TASK SET ::
1. In the sermon on Ephesians 4:25-5:2, roughly how many wheel-patent applications did the office receive in 2004?
2. Resume the sermon on Ephesians 4:25-5:2, starting after its last sentence.

EXCERPTED TEXT ::
Sermon on Ephesians 4:25-5:2 | Reinventing the Wheel

Reinventing Wheel

Reinventing the Wheel (Ephesians 4:25-5:2)

“There’s no use reinventing the wheel.” Found plenty of occasions to say that, haven’t you? What you mean, of course, is that dealing with whatever problem you are confronting, you need not spend time looking for a new solution when a perfectly good one already exists.

But, consider the statement literally. It implies that the wheel, one of our oldest inventions for moving heavy weights a linear distance across an irregular surface, works so well that it has not been superseded. Indeed, the wheel has been around a long time. Genesis mentions both wagons and chariots. 1 Kings includes a detailed description of wheels crafted for the bronze stands used in the Temple (1 Ki 7:32-33).

But we know about wheels even more ancient than those in the Bible. The oldest wheel found to date was unearthed in what was Mesopotamia (today’s Iraq) and was in use over 5,500 years ago. Of course, we don’t know who created that wheel, or if indeed there were wheels in use even before that, but however long ago the first wheel was made, it was a remarkable technological step forward for mankind.

And so, there’s no point in reinventing the wheel, but that’s not to say that people don’t keep trying. Just ask Russell Stormer. He’s the primary examiner of wheel-patent applications at the Patent and Trademark Office in Alexandria, Virginia. His agency is staffed by some 4,800 examiners, but all applications for wheel patents go to Stormer and his two assistants. Over the years, they have received thousands of applications, nearly 350 in 2004 alone. In a typical year, Stormer and his two assistants get through about 125 of them and approve about 90.

RECORD EXCERPTS ::
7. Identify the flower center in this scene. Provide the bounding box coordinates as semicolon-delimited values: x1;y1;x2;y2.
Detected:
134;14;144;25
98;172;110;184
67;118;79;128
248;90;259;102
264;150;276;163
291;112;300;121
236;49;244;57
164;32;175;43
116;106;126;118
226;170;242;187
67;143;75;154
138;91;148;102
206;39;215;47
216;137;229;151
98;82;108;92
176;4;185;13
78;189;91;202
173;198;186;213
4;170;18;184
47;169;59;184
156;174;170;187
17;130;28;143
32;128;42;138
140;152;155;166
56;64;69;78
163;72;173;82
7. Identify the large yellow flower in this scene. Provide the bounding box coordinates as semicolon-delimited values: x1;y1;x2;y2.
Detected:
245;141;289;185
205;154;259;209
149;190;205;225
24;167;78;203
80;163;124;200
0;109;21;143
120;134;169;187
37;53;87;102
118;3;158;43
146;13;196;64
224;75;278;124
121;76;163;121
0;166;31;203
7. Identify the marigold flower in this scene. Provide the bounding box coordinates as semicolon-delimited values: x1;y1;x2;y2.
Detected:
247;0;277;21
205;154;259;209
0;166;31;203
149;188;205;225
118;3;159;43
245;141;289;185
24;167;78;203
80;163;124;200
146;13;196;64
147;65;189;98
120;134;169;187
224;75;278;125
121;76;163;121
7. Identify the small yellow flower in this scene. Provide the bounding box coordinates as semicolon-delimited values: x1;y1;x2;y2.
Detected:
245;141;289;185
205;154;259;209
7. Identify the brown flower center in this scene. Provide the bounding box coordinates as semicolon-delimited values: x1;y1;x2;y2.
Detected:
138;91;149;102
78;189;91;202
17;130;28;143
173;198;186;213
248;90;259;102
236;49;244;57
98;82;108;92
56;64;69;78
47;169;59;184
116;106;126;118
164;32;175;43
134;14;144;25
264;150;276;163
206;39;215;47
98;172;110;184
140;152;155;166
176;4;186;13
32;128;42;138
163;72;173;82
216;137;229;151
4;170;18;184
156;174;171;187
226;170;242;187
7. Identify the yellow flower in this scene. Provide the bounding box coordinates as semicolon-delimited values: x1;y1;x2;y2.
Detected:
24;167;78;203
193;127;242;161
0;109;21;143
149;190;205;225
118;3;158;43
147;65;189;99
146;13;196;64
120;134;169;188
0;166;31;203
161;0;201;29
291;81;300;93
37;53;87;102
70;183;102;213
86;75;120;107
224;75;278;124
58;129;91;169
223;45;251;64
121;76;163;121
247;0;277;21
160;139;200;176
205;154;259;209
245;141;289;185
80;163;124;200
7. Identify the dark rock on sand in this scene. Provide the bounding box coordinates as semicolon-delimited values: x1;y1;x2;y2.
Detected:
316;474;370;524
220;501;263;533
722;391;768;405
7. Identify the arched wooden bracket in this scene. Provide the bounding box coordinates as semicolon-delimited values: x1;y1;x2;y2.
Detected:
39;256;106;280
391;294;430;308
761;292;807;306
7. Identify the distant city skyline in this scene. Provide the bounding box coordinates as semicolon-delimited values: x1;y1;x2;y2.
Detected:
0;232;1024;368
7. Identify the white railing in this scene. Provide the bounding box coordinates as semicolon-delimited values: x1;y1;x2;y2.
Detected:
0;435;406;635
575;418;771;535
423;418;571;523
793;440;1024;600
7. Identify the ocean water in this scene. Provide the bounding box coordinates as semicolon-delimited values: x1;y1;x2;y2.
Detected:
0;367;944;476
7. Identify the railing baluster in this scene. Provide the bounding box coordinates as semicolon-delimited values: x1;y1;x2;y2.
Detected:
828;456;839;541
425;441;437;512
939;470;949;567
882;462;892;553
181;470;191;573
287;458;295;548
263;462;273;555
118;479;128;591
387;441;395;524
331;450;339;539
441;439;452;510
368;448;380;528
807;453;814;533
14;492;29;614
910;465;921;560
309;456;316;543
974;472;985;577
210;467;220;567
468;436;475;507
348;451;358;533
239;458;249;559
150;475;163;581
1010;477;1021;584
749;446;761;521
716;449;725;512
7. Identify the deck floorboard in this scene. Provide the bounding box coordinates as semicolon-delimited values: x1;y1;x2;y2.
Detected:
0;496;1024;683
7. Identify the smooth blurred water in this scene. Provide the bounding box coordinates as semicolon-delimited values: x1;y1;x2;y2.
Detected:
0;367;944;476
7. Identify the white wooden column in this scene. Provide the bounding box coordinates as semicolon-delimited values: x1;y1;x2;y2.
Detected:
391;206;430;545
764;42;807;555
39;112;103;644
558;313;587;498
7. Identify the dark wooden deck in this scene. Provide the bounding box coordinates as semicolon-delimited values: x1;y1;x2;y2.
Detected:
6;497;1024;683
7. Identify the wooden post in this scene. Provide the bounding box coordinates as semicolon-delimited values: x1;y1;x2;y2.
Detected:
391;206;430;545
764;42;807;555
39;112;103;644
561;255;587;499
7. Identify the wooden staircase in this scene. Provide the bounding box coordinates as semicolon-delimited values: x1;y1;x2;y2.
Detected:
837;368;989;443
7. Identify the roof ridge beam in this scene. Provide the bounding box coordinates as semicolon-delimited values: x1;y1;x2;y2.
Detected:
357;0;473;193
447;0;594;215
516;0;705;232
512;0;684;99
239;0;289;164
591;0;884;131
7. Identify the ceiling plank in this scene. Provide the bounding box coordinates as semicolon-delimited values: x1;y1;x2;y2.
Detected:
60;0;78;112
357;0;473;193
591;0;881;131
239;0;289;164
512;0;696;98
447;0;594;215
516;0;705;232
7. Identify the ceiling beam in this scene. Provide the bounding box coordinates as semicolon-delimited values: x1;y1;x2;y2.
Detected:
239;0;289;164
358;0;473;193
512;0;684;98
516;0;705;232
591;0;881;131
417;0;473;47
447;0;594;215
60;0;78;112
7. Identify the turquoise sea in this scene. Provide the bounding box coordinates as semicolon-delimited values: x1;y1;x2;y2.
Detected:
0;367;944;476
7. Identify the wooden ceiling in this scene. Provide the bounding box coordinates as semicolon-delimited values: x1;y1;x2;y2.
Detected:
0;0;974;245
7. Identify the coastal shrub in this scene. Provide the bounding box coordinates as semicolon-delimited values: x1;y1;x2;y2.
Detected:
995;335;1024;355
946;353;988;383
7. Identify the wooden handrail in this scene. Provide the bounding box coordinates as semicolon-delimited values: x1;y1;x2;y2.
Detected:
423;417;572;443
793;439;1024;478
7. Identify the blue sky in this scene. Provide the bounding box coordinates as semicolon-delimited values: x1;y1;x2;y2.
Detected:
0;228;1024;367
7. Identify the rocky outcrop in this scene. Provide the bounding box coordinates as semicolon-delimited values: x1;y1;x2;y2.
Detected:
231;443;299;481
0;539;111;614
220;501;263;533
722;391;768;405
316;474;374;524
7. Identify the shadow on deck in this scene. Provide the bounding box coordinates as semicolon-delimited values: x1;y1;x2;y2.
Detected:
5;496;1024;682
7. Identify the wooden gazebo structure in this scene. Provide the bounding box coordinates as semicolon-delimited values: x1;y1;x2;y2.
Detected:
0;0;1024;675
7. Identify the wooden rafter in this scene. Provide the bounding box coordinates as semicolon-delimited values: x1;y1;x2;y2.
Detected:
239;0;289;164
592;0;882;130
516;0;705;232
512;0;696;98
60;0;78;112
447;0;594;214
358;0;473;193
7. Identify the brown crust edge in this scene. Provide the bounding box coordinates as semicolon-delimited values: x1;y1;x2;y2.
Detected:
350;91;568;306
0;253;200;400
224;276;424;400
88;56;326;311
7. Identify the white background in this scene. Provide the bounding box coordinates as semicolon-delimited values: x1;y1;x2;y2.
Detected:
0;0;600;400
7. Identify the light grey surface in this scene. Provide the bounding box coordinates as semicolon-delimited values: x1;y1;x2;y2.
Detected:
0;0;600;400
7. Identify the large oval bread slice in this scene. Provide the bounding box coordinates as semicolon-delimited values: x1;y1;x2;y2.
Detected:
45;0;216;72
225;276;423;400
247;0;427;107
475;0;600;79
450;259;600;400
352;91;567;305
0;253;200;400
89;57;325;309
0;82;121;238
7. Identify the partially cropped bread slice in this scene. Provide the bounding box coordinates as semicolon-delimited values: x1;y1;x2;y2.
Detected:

ANSWERS FOR THIS EXERCISE ::
1. Nearly 350.

2.
These applications arrive with pages of descriptions, detailed drawings, and specs. Stormer has received proposals for plastic bicycle wheels with only three spokes, aluminum car rims toughened by improved welding procedures and inline skate wheels with tiny brakes inside that are activated as the skater tilts her foot in certain positions. Often the goal of the new designs is to produce lighter-weight wheels that require less material and yield better mileage and improved vehicle handling.

The job of Stormer’s team is to determine whether the proposed designs are new and useful, and whether they include features not already patented. With the number of wheel patents on file—more than 30,000 since 1790—making such a determination is neither easy nor fast.

In fact, the main reason that wheel-patent applications keep going to the same examiners is to capitalize on the things they can remember from their previous work and thus speed up the processing of new applications. In other words, at the US Patent and Trademark Office, everything related to wheel-patent applications revolves around Stormer. And, at last report, he has enough applications for new wheel patents right now to keep him busily employed for the next 17 years.

None of the applications Stormer receives, however, is for replacing the wheel. Make it from different materials, yes. Add smoother bearings, yes. Connect it to the axle differently, yes. Make it decorative in some way, yes. Use it in conjunction with struts or shock absorbers, yes. And a thingamabob or a doohickey or even a whatchamacallit, yes. But in the end, applications all include a circular device that moves itself and whatever is mounted above it by rolling—exactly what it did back in Mesopotamia 5,500 years ago. Some things meet the need so well, that while they can be perked up and prettified, they cannot be rendered obsolete.

Now think about what cannot be made obsolete while reading our text in Ephesians. Some 2,000 years ago, Paul filled this section of his letter with practical advice about how to live a Christian life. In other places, he spoke about right belief, but here Paul simply talks about the business of living in a community with other people.

Listen to his word, and do so with these questions in mind: Which of the things Paul says here are now outmoded, out-of-date, old-fashioned, hopelessly out-of-sync with postmodern sensibilities? For which of these have we come up with something better?

Read the text and tell me if you can find even one thing there that you’d declare a quaint relic of the past—something to be admired and appreciated for its former glory and utility, but of no practical value today?

What would we discard from Paul’s prescription? Be truthful, don’t let anger turn sinful, don’t steal, work honestly, share with the needy, don’t talk trash, deal with others with kindness and forgiveness, live a godly life, and so on are the right advice for life altogether.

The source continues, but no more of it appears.